### 課題の内容
資料の冒頭から「box: [260, 376, 278, 399]」を含む行までを書き直し、「prompts」を「hints」に置き換えなさい。ほかの部分は変えず、画像は解答に含めないこと。

### 課題の資料

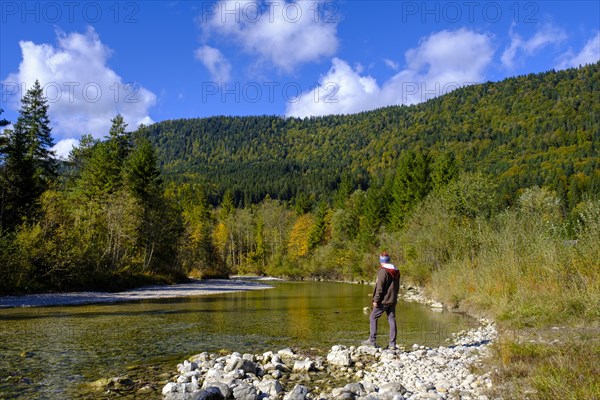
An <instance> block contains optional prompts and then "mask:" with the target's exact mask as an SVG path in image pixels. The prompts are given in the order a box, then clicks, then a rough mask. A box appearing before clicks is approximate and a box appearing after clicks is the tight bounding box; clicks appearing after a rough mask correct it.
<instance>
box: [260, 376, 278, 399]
mask: <svg viewBox="0 0 600 400" xmlns="http://www.w3.org/2000/svg"><path fill="white" fill-rule="evenodd" d="M255 386H256V387H257V389H258V390H260V391H261V392H263V393H266V394H268V395H269V397H272V398H275V397H276V396H277V394H279V393H280V392H283V386H281V383H279V381H278V380H275V379H265V380H263V381H261V382H258V383H256V384H255Z"/></svg>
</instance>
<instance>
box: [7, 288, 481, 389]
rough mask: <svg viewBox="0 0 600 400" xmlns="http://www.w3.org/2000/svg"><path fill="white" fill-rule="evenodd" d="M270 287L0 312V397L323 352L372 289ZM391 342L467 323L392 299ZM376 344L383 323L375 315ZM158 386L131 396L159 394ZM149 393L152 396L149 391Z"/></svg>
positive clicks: (365, 324)
mask: <svg viewBox="0 0 600 400" xmlns="http://www.w3.org/2000/svg"><path fill="white" fill-rule="evenodd" d="M272 285H273V286H274V288H273V289H268V290H260V291H249V292H239V293H226V294H219V295H210V296H198V297H187V298H177V299H160V300H147V301H143V302H133V303H115V304H99V305H83V306H69V307H36V308H14V309H4V310H0V398H19V399H33V398H40V399H69V398H73V399H74V398H98V399H99V398H109V396H106V395H103V394H102V392H97V393H96V394H95V395H94V394H93V393H92V394H89V393H87V394H86V395H85V396H84V395H83V392H82V389H81V387H82V384H84V383H89V382H92V381H95V380H97V379H100V378H109V377H114V376H125V375H128V376H132V377H135V378H137V379H144V380H147V381H148V382H154V383H158V382H159V381H160V379H164V377H162V378H159V375H160V374H161V373H164V372H169V373H173V372H175V366H176V364H177V363H178V362H181V361H182V360H183V359H185V358H187V357H189V356H190V355H192V354H197V353H201V352H203V351H209V352H211V351H213V352H214V351H218V350H220V349H225V350H229V351H239V352H253V353H259V352H264V351H267V350H274V351H276V350H279V349H281V348H284V347H297V348H299V349H303V350H308V349H316V350H317V351H324V350H326V349H328V348H329V347H331V346H332V345H334V344H344V345H357V344H359V343H360V342H361V341H362V340H365V339H366V338H367V336H368V325H369V321H368V318H369V317H368V314H365V313H364V312H363V307H365V306H368V305H369V302H370V297H368V296H367V295H368V294H369V293H371V291H372V288H371V287H370V286H364V285H353V284H344V283H330V282H273V283H272ZM396 314H397V321H398V344H399V345H401V344H404V345H407V346H410V345H412V344H413V343H419V344H423V345H428V346H436V345H440V344H443V343H444V340H445V339H446V338H448V337H449V336H450V335H451V333H453V332H457V331H460V330H462V329H465V328H467V327H469V325H470V324H472V321H471V320H469V319H467V318H465V317H463V316H461V315H456V314H451V313H436V312H433V311H431V310H429V309H428V308H426V307H424V306H421V305H417V304H412V303H400V304H399V305H398V308H397V311H396ZM379 332H380V340H379V342H380V344H381V345H384V344H386V343H387V334H388V325H387V321H386V320H385V318H382V319H381V320H380V326H379ZM159 394H160V392H157V393H154V394H153V395H150V396H149V395H144V396H143V397H140V398H160V395H159ZM153 396H154V397H153Z"/></svg>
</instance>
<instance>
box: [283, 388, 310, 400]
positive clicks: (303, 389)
mask: <svg viewBox="0 0 600 400" xmlns="http://www.w3.org/2000/svg"><path fill="white" fill-rule="evenodd" d="M307 395H308V388H307V387H306V386H304V385H296V386H294V388H293V389H292V391H291V392H289V393H288V394H286V395H285V396H284V397H283V400H306V396H307Z"/></svg>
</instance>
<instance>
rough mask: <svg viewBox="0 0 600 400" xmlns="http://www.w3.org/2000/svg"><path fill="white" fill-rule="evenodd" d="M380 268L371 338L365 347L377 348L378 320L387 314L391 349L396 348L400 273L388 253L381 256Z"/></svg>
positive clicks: (378, 274) (377, 282)
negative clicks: (365, 346)
mask: <svg viewBox="0 0 600 400" xmlns="http://www.w3.org/2000/svg"><path fill="white" fill-rule="evenodd" d="M379 262H380V264H381V265H380V267H379V270H378V271H377V280H376V281H375V290H374V291H373V311H371V316H370V317H369V320H370V336H369V340H366V341H365V342H363V344H364V345H368V346H374V347H377V320H378V319H379V317H381V316H382V315H383V313H384V312H385V313H386V314H387V316H388V323H389V324H390V343H389V347H388V348H389V349H392V350H393V349H395V348H396V303H398V289H399V288H400V271H398V268H396V267H395V266H394V265H392V264H390V255H389V254H388V253H387V252H383V253H381V255H380V256H379Z"/></svg>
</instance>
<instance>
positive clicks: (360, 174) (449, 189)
mask: <svg viewBox="0 0 600 400" xmlns="http://www.w3.org/2000/svg"><path fill="white" fill-rule="evenodd" d="M599 65H600V64H595V65H591V66H587V67H584V68H580V69H572V70H567V71H561V72H554V71H550V72H548V73H544V74H537V75H528V76H525V77H517V78H510V79H507V80H505V81H502V82H499V83H495V84H492V83H486V84H483V85H476V86H472V87H467V88H462V89H459V90H456V91H454V92H452V93H450V94H448V95H445V96H442V97H440V98H436V99H433V100H430V101H428V102H427V103H424V104H419V105H416V106H411V107H405V106H402V107H387V108H384V109H380V110H376V111H372V112H365V113H360V114H356V115H347V116H329V117H319V118H306V119H295V118H279V117H269V116H263V117H213V118H207V119H192V120H174V121H164V122H160V123H157V124H153V125H151V126H140V127H138V128H137V129H135V130H133V131H130V130H128V129H127V128H128V127H127V125H126V124H125V122H124V120H123V118H122V116H120V115H117V116H115V118H114V119H113V120H112V126H111V128H110V130H109V132H107V134H106V136H105V137H104V139H102V140H98V139H94V138H93V137H92V136H91V135H84V136H83V137H82V138H81V140H80V145H79V146H78V147H77V148H74V149H73V150H72V152H71V154H70V156H69V159H68V160H67V161H66V162H57V161H56V160H55V159H54V156H53V154H52V153H51V151H50V150H49V149H50V148H51V147H52V145H53V143H52V138H51V128H50V122H49V119H48V114H47V112H48V105H47V101H46V100H45V99H44V98H43V96H42V91H41V89H40V87H39V84H36V85H35V86H34V87H33V88H32V89H31V90H30V91H28V93H27V94H26V95H25V96H24V98H23V99H22V106H21V111H20V114H19V118H18V120H17V121H16V123H15V124H14V127H13V129H9V130H5V131H4V134H3V135H2V137H1V140H2V142H1V147H0V150H1V159H0V160H1V164H0V167H1V169H2V171H1V172H2V174H1V176H2V178H1V179H2V181H1V185H2V197H1V201H2V203H1V209H0V211H1V213H0V223H1V236H0V240H1V245H0V268H1V269H2V271H1V272H2V275H3V276H4V277H6V279H4V280H3V282H2V283H0V286H1V287H0V290H1V291H2V292H15V291H40V290H67V289H83V288H86V289H87V288H104V289H106V288H107V289H119V288H123V287H128V286H132V285H139V284H142V283H147V282H156V281H177V280H181V279H185V277H186V276H190V275H194V276H203V277H209V276H227V275H229V274H232V273H252V274H272V275H277V276H287V277H295V278H304V277H317V278H318V277H321V278H329V279H353V280H363V279H370V278H371V277H372V267H373V264H372V260H373V259H375V258H374V256H375V255H376V254H377V252H378V251H380V250H381V249H382V248H386V249H388V250H389V251H391V252H392V253H393V254H395V256H396V257H397V261H398V263H399V264H401V265H402V266H403V267H402V268H403V272H404V273H406V274H407V276H410V277H411V279H413V280H414V281H416V282H417V283H426V282H431V281H432V280H433V279H438V278H436V277H437V276H438V274H440V273H441V272H440V271H443V270H445V268H444V266H447V265H449V263H453V262H457V260H469V262H477V261H476V260H478V257H481V254H482V249H488V247H487V246H489V245H490V243H491V241H490V240H491V239H490V237H491V236H493V235H492V232H496V233H497V234H498V236H502V237H504V236H503V235H507V231H502V230H501V228H502V227H503V226H507V225H506V224H507V221H509V220H510V221H513V222H514V221H515V220H516V219H519V218H521V219H523V218H525V216H526V217H527V218H534V217H533V216H534V215H535V218H536V219H540V218H541V219H543V218H542V217H540V216H543V215H545V214H544V213H549V214H551V215H552V216H553V218H554V219H552V224H554V225H548V226H546V225H544V227H543V228H544V229H546V228H547V229H548V230H549V231H548V232H546V233H547V234H548V235H550V234H551V235H553V236H552V237H554V238H556V240H567V239H570V240H572V239H578V240H582V241H583V242H585V240H584V239H585V238H584V237H587V236H585V235H593V234H592V233H589V232H595V231H594V229H595V228H594V229H592V228H593V226H594V225H593V223H591V222H590V221H591V220H592V219H590V218H591V217H590V216H593V215H594V210H595V207H597V201H598V193H600V190H598V188H600V186H599V183H600V167H598V162H599V161H598V158H597V155H596V154H595V150H594V149H595V148H596V145H597V144H598V140H599V132H600V112H598V111H600V110H599V109H598V107H600V106H599V104H600V102H599V101H598V100H600V99H598V93H599V91H598V87H597V85H598V82H599V81H600V72H599ZM6 123H8V121H6ZM523 210H530V211H531V210H534V211H535V212H533V211H531V212H529V213H524V211H523ZM548 210H551V211H548ZM540 213H541V214H540ZM519 221H521V220H519ZM521 222H522V221H521ZM515 223H516V222H515ZM590 227H592V228H590ZM540 229H542V228H540ZM486 232H487V234H488V235H489V236H485V235H483V233H486ZM586 232H587V233H586ZM546 233H544V234H546ZM482 235H483V236H482ZM590 249H592V250H593V249H594V247H593V246H592V247H590ZM592 250H590V251H592ZM586 254H587V253H586ZM590 254H591V253H590ZM597 259H600V258H597ZM474 260H475V261H474Z"/></svg>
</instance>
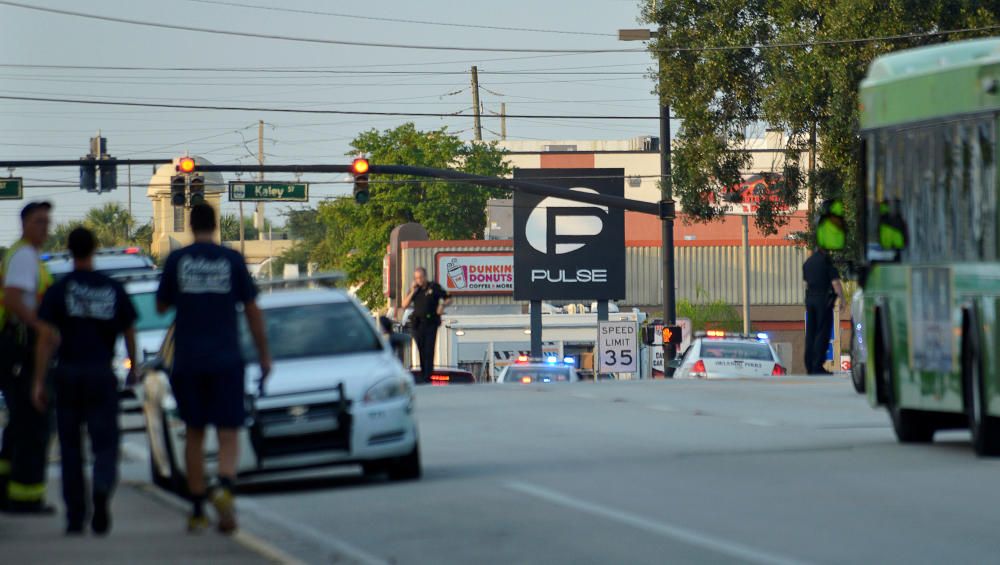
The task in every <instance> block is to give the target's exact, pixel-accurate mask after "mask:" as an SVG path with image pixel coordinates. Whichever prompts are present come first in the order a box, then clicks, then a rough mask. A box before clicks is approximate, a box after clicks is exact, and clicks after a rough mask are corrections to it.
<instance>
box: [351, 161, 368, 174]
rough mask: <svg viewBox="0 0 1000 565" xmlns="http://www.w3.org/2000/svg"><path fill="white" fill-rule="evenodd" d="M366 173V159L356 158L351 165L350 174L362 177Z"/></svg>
mask: <svg viewBox="0 0 1000 565" xmlns="http://www.w3.org/2000/svg"><path fill="white" fill-rule="evenodd" d="M367 172H368V159H364V158H362V157H358V158H357V159H355V160H354V161H353V162H352V163H351V173H352V174H355V175H363V174H366V173H367Z"/></svg>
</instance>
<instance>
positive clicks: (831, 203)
mask: <svg viewBox="0 0 1000 565" xmlns="http://www.w3.org/2000/svg"><path fill="white" fill-rule="evenodd" d="M846 242H847V225H846V224H845V223H844V203H843V202H841V201H840V200H827V201H825V202H823V205H822V206H820V209H819V219H818V220H816V244H817V245H819V247H820V248H821V249H825V250H827V251H839V250H841V249H843V248H844V245H845V243H846Z"/></svg>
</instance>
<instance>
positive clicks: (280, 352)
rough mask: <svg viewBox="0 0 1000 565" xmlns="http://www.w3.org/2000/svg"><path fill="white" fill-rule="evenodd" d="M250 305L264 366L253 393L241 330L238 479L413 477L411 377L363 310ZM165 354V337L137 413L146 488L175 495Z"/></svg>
mask: <svg viewBox="0 0 1000 565" xmlns="http://www.w3.org/2000/svg"><path fill="white" fill-rule="evenodd" d="M257 303H258V305H259V306H260V308H261V310H262V311H263V313H264V321H265V325H266V331H267V335H268V339H269V341H270V349H271V355H272V358H273V366H272V371H271V375H270V376H269V377H268V379H267V381H266V384H265V386H264V388H263V392H262V393H261V391H260V390H259V388H258V386H259V382H260V369H259V367H258V366H257V365H256V364H255V363H254V359H255V357H256V352H255V350H254V348H253V345H252V339H251V337H250V335H249V331H247V330H246V327H245V325H244V328H243V331H242V335H241V338H242V340H243V342H244V345H245V347H244V356H245V358H246V359H247V360H248V362H249V364H248V366H247V371H246V376H247V378H246V403H247V412H248V419H247V425H246V427H244V428H243V429H241V431H240V436H239V443H240V459H239V461H238V463H237V474H238V477H240V478H248V477H252V476H255V475H259V474H263V473H270V472H275V471H282V470H292V469H303V468H311V467H322V466H329V465H344V464H361V465H362V468H363V470H364V472H365V474H378V473H382V472H385V473H387V474H388V476H389V478H390V479H393V480H407V479H416V478H419V477H420V475H421V464H420V446H419V441H418V437H417V425H416V419H415V417H414V383H413V377H412V375H410V372H409V371H407V370H405V369H404V368H403V366H402V365H401V364H400V362H399V360H398V359H397V357H396V356H395V354H394V353H393V350H392V347H391V346H390V344H389V343H388V342H387V341H386V340H385V339H383V337H382V336H381V335H380V333H379V331H378V330H377V328H376V326H375V322H374V320H373V318H372V316H371V315H370V314H369V313H368V311H367V310H366V309H365V308H364V306H362V305H361V304H360V303H359V302H358V301H357V300H356V299H354V298H353V297H351V296H349V295H348V294H347V293H345V292H343V291H341V290H333V289H310V290H281V291H275V292H273V293H270V294H261V295H260V296H259V297H258V299H257ZM171 332H173V328H172V329H171ZM393 337H394V338H395V339H402V337H400V336H393ZM404 337H405V336H404ZM172 350H173V339H172V335H171V334H168V337H167V339H166V340H164V343H163V347H162V349H161V355H160V358H159V359H158V360H157V362H156V363H151V364H150V370H149V371H148V372H147V375H146V379H145V387H144V394H143V397H144V402H143V405H144V412H145V415H146V429H147V435H148V439H149V444H150V462H151V467H152V477H153V481H154V482H155V483H157V484H159V485H161V486H164V487H167V488H176V489H179V490H182V489H183V488H184V487H183V485H184V457H183V453H184V450H183V446H184V437H183V434H184V424H183V422H182V421H181V420H180V419H179V416H178V413H177V405H176V402H175V400H174V398H173V396H172V395H171V392H170V383H169V381H168V378H167V374H166V368H167V366H168V365H169V364H170V362H171V361H172V357H173V351H172ZM206 436H207V437H206V439H207V441H206V453H207V457H206V459H207V461H208V464H209V466H211V465H212V462H213V461H214V460H215V457H216V456H217V449H218V448H217V445H216V443H215V437H214V436H215V434H214V431H211V430H210V431H209V433H207V434H206Z"/></svg>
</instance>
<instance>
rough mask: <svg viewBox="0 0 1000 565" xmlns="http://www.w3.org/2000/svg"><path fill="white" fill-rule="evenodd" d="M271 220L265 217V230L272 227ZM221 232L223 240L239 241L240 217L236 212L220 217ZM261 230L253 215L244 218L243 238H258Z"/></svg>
mask: <svg viewBox="0 0 1000 565" xmlns="http://www.w3.org/2000/svg"><path fill="white" fill-rule="evenodd" d="M271 227H272V226H271V220H268V219H267V218H264V231H265V232H266V231H267V230H268V229H270V228H271ZM219 232H220V233H221V235H222V241H239V239H240V219H239V216H237V215H236V214H223V215H222V216H221V217H220V218H219ZM259 236H260V232H259V231H257V226H255V225H254V224H253V216H246V217H244V218H243V239H258V237H259Z"/></svg>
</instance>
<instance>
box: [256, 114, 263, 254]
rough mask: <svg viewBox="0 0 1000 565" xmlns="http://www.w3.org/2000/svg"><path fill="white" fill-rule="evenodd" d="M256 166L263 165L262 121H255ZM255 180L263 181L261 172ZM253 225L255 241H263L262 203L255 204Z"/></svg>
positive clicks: (262, 137) (262, 219)
mask: <svg viewBox="0 0 1000 565" xmlns="http://www.w3.org/2000/svg"><path fill="white" fill-rule="evenodd" d="M257 164H258V165H263V164H264V120H257ZM257 180H259V181H263V180H264V173H263V171H262V172H260V173H259V174H258V176H257ZM256 220H257V221H256V222H254V225H255V226H256V227H257V239H259V240H263V239H264V203H263V202H258V203H257V218H256Z"/></svg>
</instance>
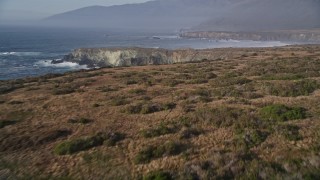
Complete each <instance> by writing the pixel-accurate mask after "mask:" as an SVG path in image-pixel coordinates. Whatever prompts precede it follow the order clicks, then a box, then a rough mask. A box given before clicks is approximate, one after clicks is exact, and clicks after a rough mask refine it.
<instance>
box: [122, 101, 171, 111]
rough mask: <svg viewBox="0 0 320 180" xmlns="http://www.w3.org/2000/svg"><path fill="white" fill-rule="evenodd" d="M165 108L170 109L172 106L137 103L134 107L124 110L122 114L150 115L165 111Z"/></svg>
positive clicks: (151, 103)
mask: <svg viewBox="0 0 320 180" xmlns="http://www.w3.org/2000/svg"><path fill="white" fill-rule="evenodd" d="M167 108H172V105H169V106H168V105H166V106H165V105H163V104H160V103H148V102H146V103H137V104H134V105H129V106H127V107H126V108H125V110H124V112H126V113H128V114H151V113H155V112H159V111H163V110H167Z"/></svg>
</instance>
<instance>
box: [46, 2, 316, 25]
mask: <svg viewBox="0 0 320 180" xmlns="http://www.w3.org/2000/svg"><path fill="white" fill-rule="evenodd" d="M319 19H320V0H155V1H149V2H146V3H140V4H126V5H118V6H110V7H104V6H92V7H86V8H81V9H77V10H74V11H69V12H65V13H62V14H57V15H54V16H51V17H49V18H46V19H45V20H43V21H42V24H43V25H47V26H67V27H68V26H71V27H98V28H124V29H129V30H151V31H161V30H170V31H173V30H179V29H186V28H187V29H191V30H202V31H203V30H215V31H252V30H254V31H256V30H275V29H306V28H319V27H320V20H319Z"/></svg>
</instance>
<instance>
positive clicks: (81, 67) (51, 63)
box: [34, 59, 89, 70]
mask: <svg viewBox="0 0 320 180" xmlns="http://www.w3.org/2000/svg"><path fill="white" fill-rule="evenodd" d="M56 60H61V59H56ZM51 61H52V60H42V61H38V62H36V63H35V64H34V66H38V67H56V68H66V69H73V70H76V69H89V68H88V67H87V65H79V64H77V63H73V62H62V63H58V64H52V63H51Z"/></svg>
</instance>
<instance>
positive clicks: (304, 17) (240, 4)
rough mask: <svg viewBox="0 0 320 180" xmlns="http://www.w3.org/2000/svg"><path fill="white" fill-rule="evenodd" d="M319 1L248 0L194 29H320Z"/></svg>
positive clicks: (295, 29)
mask: <svg viewBox="0 0 320 180" xmlns="http://www.w3.org/2000/svg"><path fill="white" fill-rule="evenodd" d="M319 19H320V1H319V0H281V1H278V0H247V1H243V2H242V3H240V4H239V5H238V6H235V7H233V8H232V9H230V10H228V11H225V12H223V13H222V14H220V15H219V16H217V17H213V18H212V19H211V20H209V21H207V22H203V23H201V24H200V25H199V26H196V27H194V28H193V29H194V30H203V31H204V30H206V31H233V32H237V31H247V32H248V31H249V32H256V31H274V30H301V29H313V28H319V27H320V21H319Z"/></svg>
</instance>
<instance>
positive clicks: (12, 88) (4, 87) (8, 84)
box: [0, 83, 24, 94]
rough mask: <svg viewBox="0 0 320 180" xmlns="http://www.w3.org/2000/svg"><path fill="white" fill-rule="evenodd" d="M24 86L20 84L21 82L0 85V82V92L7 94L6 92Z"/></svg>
mask: <svg viewBox="0 0 320 180" xmlns="http://www.w3.org/2000/svg"><path fill="white" fill-rule="evenodd" d="M23 87H24V86H23V85H21V84H10V83H8V84H3V85H1V84H0V94H7V93H10V92H12V91H14V90H16V89H20V88H23Z"/></svg>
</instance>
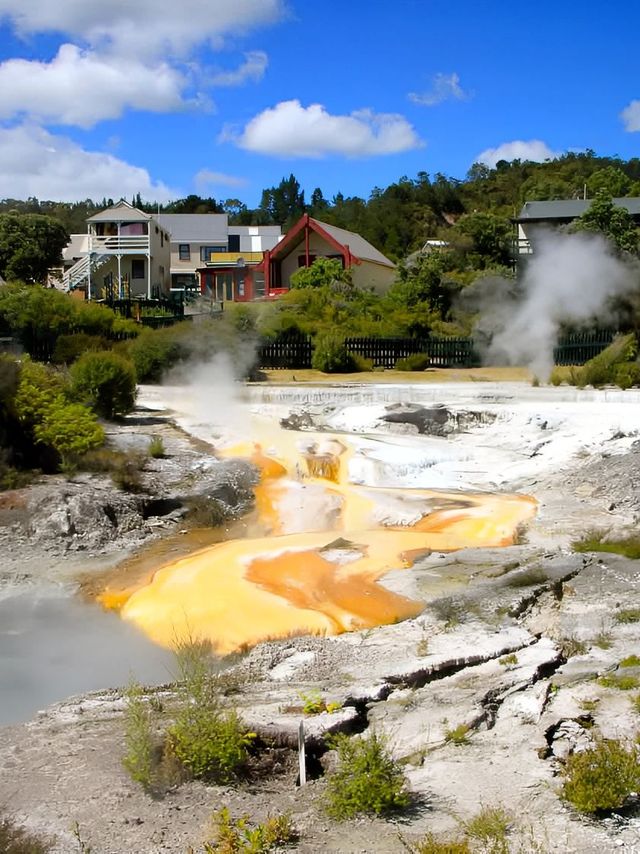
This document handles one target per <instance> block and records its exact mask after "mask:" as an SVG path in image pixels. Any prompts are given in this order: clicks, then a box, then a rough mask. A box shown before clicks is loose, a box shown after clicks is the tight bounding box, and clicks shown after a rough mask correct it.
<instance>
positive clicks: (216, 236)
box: [158, 214, 229, 243]
mask: <svg viewBox="0 0 640 854" xmlns="http://www.w3.org/2000/svg"><path fill="white" fill-rule="evenodd" d="M228 221H229V218H228V216H227V214H158V222H159V223H160V225H162V226H163V227H164V228H166V229H167V231H168V232H169V234H170V235H171V241H172V242H173V243H207V242H209V243H211V242H214V243H226V242H227V234H228V228H227V223H228Z"/></svg>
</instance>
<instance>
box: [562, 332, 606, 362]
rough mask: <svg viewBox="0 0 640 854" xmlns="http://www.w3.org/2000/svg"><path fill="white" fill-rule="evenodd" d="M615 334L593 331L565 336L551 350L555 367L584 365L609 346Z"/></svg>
mask: <svg viewBox="0 0 640 854" xmlns="http://www.w3.org/2000/svg"><path fill="white" fill-rule="evenodd" d="M615 335H616V333H615V332H614V331H613V330H611V329H594V330H591V331H589V332H576V333H574V334H572V335H567V337H566V338H563V339H561V340H560V341H559V342H558V346H557V347H554V348H553V361H554V363H555V364H556V365H584V363H585V362H588V361H589V359H593V357H594V356H597V355H598V353H602V351H603V350H604V349H605V348H606V347H608V346H609V344H611V342H612V341H613V339H614V337H615Z"/></svg>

### 解答
An <instance> block contains optional hints and then "mask:" with the target's exact mask as an SVG path in image pixels. The hints are given in the order a box, then clicks, then a rough mask. A box appearing before clicks is approximate and a box appearing after clicks is the tight bounding box; clicks appearing after a rough mask correct it.
<instance>
box: [260, 376, 278, 399]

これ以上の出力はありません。